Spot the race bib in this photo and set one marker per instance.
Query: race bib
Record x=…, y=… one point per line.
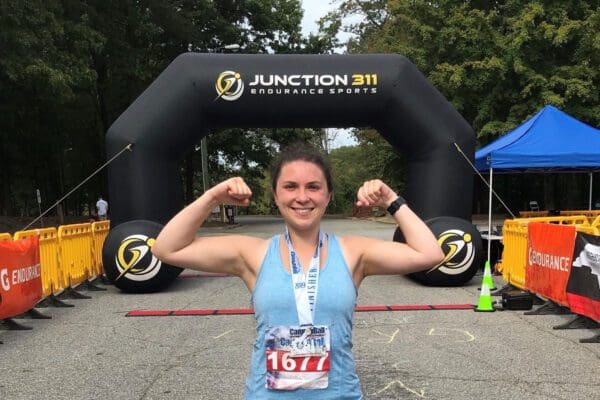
x=298, y=357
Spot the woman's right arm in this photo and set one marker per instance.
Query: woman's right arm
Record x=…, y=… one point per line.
x=177, y=243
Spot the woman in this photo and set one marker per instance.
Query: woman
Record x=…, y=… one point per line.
x=304, y=282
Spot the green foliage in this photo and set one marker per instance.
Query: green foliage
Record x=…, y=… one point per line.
x=69, y=68
x=496, y=62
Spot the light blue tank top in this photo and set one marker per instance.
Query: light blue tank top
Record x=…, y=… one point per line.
x=274, y=304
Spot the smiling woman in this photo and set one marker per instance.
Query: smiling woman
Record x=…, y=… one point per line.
x=303, y=282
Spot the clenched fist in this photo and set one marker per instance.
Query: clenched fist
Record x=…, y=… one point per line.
x=375, y=193
x=233, y=191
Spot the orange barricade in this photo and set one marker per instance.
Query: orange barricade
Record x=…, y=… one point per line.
x=514, y=238
x=591, y=214
x=20, y=276
x=548, y=262
x=99, y=233
x=51, y=269
x=75, y=243
x=533, y=214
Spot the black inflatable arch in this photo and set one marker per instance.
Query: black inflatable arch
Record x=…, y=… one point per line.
x=201, y=92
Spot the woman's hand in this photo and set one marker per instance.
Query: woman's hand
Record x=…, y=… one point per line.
x=233, y=191
x=375, y=193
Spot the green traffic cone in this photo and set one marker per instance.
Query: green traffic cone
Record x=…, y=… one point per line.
x=485, y=299
x=487, y=276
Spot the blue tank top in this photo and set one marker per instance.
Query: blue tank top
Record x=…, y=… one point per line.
x=274, y=304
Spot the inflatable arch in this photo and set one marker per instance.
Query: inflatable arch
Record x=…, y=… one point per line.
x=201, y=92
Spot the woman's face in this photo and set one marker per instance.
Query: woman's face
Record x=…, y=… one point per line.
x=301, y=194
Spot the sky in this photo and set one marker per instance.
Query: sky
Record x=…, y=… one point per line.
x=313, y=11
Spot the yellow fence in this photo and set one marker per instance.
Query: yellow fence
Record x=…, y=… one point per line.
x=75, y=243
x=69, y=255
x=588, y=213
x=99, y=232
x=52, y=274
x=514, y=236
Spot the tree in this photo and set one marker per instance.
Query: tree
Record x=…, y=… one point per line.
x=496, y=62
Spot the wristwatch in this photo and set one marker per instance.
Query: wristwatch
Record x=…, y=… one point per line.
x=396, y=205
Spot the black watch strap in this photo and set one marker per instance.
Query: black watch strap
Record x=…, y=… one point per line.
x=396, y=205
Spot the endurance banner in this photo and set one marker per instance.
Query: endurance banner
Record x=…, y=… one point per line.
x=583, y=288
x=20, y=276
x=548, y=263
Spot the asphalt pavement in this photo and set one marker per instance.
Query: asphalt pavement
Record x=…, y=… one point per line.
x=94, y=351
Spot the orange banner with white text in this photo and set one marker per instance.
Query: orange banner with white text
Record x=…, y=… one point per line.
x=548, y=261
x=20, y=276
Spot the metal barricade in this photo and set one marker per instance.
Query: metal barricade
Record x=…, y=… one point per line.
x=99, y=232
x=75, y=252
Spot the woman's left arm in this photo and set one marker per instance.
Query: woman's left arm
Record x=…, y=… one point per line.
x=379, y=257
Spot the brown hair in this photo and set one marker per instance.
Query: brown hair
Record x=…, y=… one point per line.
x=301, y=152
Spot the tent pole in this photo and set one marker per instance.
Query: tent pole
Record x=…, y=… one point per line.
x=490, y=218
x=591, y=181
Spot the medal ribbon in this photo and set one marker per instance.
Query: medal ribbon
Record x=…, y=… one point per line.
x=305, y=285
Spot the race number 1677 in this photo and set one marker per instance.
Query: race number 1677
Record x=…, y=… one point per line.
x=283, y=361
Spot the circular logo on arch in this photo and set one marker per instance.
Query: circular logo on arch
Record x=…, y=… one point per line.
x=135, y=260
x=229, y=86
x=459, y=249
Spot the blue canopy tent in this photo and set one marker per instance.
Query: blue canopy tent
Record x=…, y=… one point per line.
x=550, y=141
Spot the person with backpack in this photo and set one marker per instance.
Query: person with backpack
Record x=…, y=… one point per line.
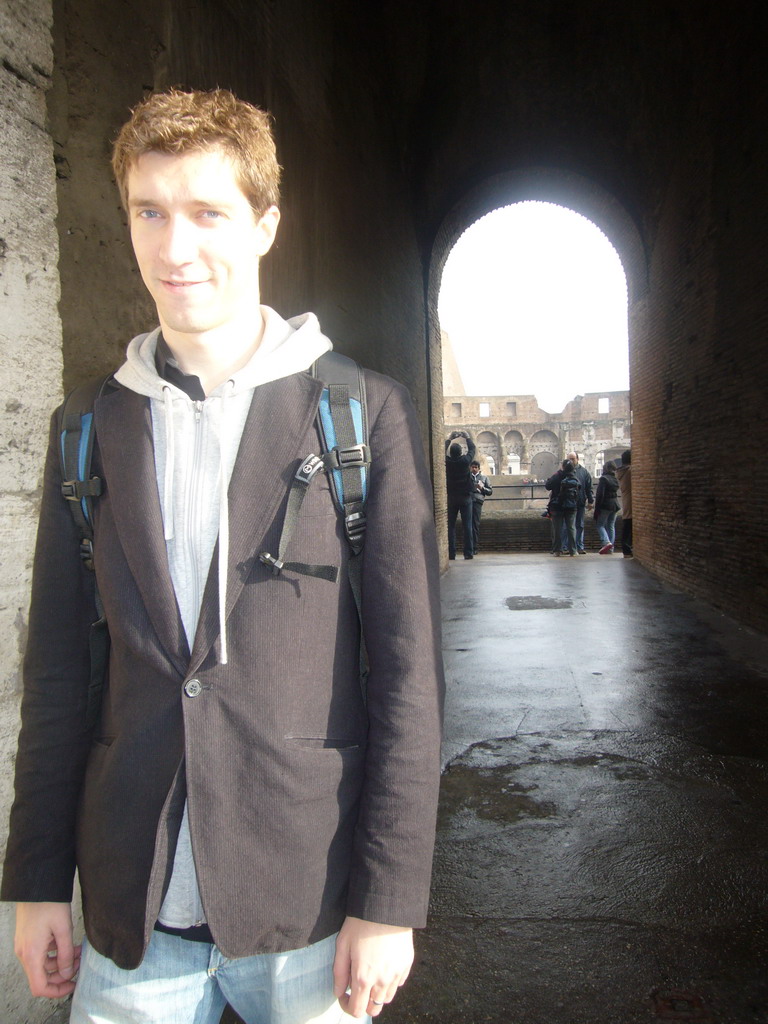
x=248, y=791
x=606, y=507
x=460, y=486
x=481, y=488
x=564, y=485
x=584, y=503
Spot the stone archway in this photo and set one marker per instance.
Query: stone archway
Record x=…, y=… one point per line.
x=487, y=449
x=544, y=449
x=514, y=450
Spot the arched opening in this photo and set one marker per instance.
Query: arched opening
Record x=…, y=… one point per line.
x=602, y=429
x=532, y=309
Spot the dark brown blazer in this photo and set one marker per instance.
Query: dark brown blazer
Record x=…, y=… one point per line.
x=304, y=804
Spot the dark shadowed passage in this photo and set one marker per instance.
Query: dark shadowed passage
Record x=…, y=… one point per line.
x=602, y=852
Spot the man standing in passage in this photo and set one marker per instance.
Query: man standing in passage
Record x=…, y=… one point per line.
x=247, y=824
x=480, y=491
x=586, y=501
x=624, y=475
x=459, y=484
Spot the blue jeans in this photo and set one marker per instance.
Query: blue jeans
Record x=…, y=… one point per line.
x=183, y=982
x=563, y=526
x=606, y=527
x=579, y=529
x=463, y=505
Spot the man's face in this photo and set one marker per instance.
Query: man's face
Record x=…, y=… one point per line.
x=197, y=241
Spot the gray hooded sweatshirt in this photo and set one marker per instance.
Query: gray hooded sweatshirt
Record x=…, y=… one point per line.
x=196, y=445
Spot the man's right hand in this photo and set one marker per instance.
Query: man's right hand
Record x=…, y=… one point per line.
x=44, y=945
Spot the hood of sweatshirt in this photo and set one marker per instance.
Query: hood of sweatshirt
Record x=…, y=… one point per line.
x=287, y=347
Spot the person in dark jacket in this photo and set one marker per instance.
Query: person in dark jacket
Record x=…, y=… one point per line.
x=624, y=475
x=247, y=826
x=564, y=486
x=606, y=507
x=459, y=484
x=480, y=491
x=586, y=499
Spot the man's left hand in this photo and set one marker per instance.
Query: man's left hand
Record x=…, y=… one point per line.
x=372, y=962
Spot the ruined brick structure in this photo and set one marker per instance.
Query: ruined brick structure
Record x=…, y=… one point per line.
x=398, y=127
x=515, y=437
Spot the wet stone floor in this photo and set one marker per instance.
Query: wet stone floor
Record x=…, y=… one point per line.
x=602, y=845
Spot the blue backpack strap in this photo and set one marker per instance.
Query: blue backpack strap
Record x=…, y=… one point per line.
x=76, y=451
x=77, y=435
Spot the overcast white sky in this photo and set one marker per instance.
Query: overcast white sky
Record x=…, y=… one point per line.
x=534, y=297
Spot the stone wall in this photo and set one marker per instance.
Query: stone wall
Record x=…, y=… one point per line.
x=31, y=360
x=538, y=441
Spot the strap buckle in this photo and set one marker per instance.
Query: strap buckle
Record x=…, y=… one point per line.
x=356, y=456
x=75, y=491
x=354, y=525
x=274, y=563
x=86, y=552
x=309, y=466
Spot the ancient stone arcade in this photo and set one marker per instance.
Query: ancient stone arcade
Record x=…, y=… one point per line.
x=398, y=127
x=515, y=437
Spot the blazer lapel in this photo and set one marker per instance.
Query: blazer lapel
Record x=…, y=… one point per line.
x=123, y=422
x=272, y=441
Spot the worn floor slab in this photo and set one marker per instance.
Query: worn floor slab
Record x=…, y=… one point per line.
x=602, y=853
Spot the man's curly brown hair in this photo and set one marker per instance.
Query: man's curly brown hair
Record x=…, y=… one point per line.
x=176, y=122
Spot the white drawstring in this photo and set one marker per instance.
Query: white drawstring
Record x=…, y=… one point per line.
x=170, y=458
x=223, y=523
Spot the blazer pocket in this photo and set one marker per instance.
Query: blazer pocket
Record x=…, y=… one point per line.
x=323, y=743
x=103, y=741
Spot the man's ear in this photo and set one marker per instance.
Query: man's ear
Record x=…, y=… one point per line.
x=267, y=228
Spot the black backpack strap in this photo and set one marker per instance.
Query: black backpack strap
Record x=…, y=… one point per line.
x=342, y=419
x=306, y=472
x=76, y=451
x=343, y=422
x=77, y=434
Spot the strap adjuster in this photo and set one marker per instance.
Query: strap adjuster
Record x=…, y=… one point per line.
x=356, y=456
x=75, y=491
x=354, y=525
x=309, y=466
x=274, y=563
x=86, y=552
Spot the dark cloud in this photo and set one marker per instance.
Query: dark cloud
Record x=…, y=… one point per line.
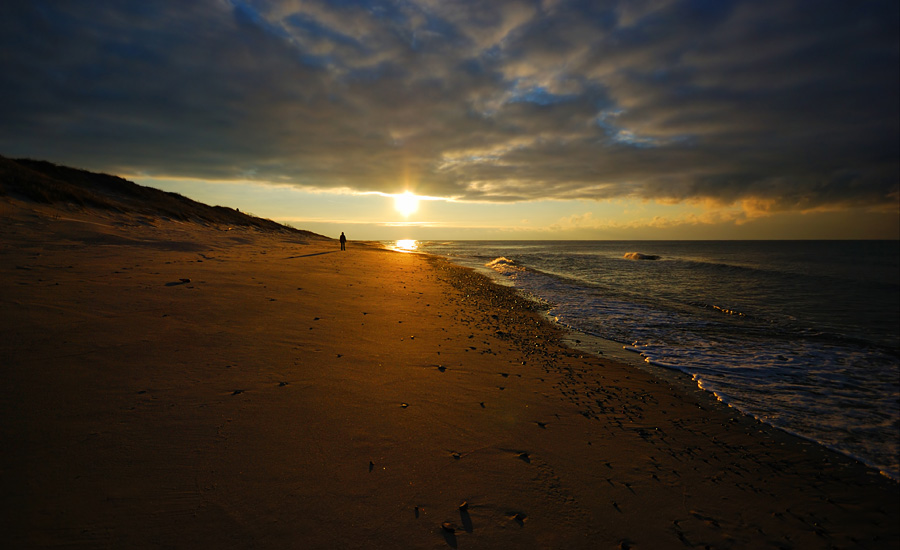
x=790, y=103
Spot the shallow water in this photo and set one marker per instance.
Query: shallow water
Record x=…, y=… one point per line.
x=804, y=335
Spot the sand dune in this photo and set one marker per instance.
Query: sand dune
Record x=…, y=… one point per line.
x=178, y=384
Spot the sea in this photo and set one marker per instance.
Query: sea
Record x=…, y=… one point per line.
x=802, y=335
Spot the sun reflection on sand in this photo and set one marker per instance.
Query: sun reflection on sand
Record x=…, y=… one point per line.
x=405, y=245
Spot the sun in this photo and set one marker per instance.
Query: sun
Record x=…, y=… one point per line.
x=406, y=204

● ● ● ● ●

Please render the records above as a numbered list, starting at the very beginning of the records and ending with the line that contains "x=303, y=282", including that line. Leave out blank lines and the pictures.

1. Spot the race bib in this photo and set one marker per instance.
2. Query: race bib
3. Record x=…, y=… one point per line.
4. x=298, y=357
5. Spot the woman's right arm in this photo and set one marker per instance.
6. Query: woman's right arm
7. Record x=…, y=… one point per line.
8. x=177, y=243
9. Spot the woman in this photo and set one marker per instance.
10. Query: woman
11. Record x=…, y=… one point per line.
12. x=304, y=282
13. Spot the green foliage in this photo and set one marker per instance.
14. Query: green foliage
15. Record x=…, y=… one point per line.
16. x=69, y=68
17. x=496, y=62
18. Spot the light blue tank top in this photo and set one marker per instance.
19. Query: light blue tank top
20. Record x=…, y=… one point per line.
21. x=274, y=304
22. Spot the smiling woman in this photo and set one marker per instance.
23. Query: smiling woman
24. Record x=…, y=… one point per line.
25. x=303, y=282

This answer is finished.